* Dataset entries *
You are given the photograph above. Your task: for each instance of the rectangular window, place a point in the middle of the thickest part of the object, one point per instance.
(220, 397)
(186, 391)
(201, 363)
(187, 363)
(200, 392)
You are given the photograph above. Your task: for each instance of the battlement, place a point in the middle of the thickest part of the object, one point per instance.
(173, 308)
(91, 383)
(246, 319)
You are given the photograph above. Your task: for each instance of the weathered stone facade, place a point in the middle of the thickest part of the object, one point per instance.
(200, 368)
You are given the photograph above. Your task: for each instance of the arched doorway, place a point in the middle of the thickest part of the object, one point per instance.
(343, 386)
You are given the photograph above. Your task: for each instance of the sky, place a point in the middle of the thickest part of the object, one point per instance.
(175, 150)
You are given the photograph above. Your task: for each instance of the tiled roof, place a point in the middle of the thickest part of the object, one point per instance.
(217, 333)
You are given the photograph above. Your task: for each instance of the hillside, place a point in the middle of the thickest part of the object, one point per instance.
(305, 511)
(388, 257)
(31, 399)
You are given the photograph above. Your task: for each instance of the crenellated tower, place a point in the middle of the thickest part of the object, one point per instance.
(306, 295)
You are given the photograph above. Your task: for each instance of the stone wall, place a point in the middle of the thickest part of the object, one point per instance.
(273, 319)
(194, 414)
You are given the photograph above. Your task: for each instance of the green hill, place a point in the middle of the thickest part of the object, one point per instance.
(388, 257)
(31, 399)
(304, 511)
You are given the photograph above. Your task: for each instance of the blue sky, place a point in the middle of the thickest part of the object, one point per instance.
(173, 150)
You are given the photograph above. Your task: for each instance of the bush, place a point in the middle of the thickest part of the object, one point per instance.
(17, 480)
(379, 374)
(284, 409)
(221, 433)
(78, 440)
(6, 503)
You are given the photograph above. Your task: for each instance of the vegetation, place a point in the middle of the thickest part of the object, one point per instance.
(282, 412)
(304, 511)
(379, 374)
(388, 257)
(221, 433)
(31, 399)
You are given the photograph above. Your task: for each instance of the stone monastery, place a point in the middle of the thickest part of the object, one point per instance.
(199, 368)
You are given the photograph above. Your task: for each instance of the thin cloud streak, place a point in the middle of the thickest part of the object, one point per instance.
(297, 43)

* Exercise *
Repeat the data precisely, line by line.

* Answer to this task *
You are given the photograph above. Your task: for each instance of the rectangular window, place a point in the middle of the thickest part of the object, one point per instance.
(220, 397)
(186, 391)
(201, 363)
(187, 363)
(200, 392)
You are given the photograph above. Your task: for each instance of the battlement, place a point in the middle of the thickest part of the object, one point per instance.
(173, 308)
(91, 383)
(246, 319)
You are given the photograph above. Your task: for each instance of the weathered stone facade, place a point in the middle of the thickest part of the object, one point per instance.
(200, 368)
You are given the photograph above. Your task: for each instance of the arched doorway, place a point in the middle of the thickest part of the object, one point per instance.
(343, 386)
You are given the photograph above. Your task: for each instance of the sky, place a point in the middle of the thickest part of the object, one point per instance.
(175, 150)
You are given the photograph above. Your task: for each instance of the tiled roof, place a point in the middle of the thickest part of the object, one point per instance.
(217, 333)
You are given the photograph above. Your task: for each instance of the hillside, place a point in the middle of the thickest part of the object, one point per instance.
(305, 511)
(388, 257)
(31, 399)
You are given the photograph above. Your task: for each instance of the crenellated tower, place a point in the middle of the thickest part of the object, one point per instance.
(306, 295)
You are given the photograph above. Your task: for each instance of the stone wall, place a point in the middle of the thickest part of the object, one point per instance.
(273, 319)
(194, 414)
You are given the photograph above. Your task: for each instance of the green hill, place a point in the middle of the thickest part of the object, one point per instance.
(388, 257)
(31, 399)
(304, 511)
You are given the photograph above. Your task: for each instance of the blue sky, place a point in the middle of the thickest part of the object, one point per instance.
(173, 150)
You are given the photograph above. Your task: for each instance of the bush, place a point in the middle of the thickest part of the object, one point per instance.
(17, 480)
(379, 374)
(284, 409)
(221, 433)
(78, 440)
(6, 503)
You are given the photograph above. Your task: for each instance of the vegetation, place a point in the middle of the thickest part of the object, one point per instance.
(282, 412)
(304, 511)
(379, 374)
(388, 257)
(221, 433)
(31, 399)
You are given the photograph above. Your task: for each instance of the stone monastery, place a point in the middle of the thickest part of the object, one point per instance.
(199, 368)
You are given the photograph above. Your task: for each instance of the thin cloud streak, place a point in the middle of the thickest part of the object, one point per instance.
(297, 43)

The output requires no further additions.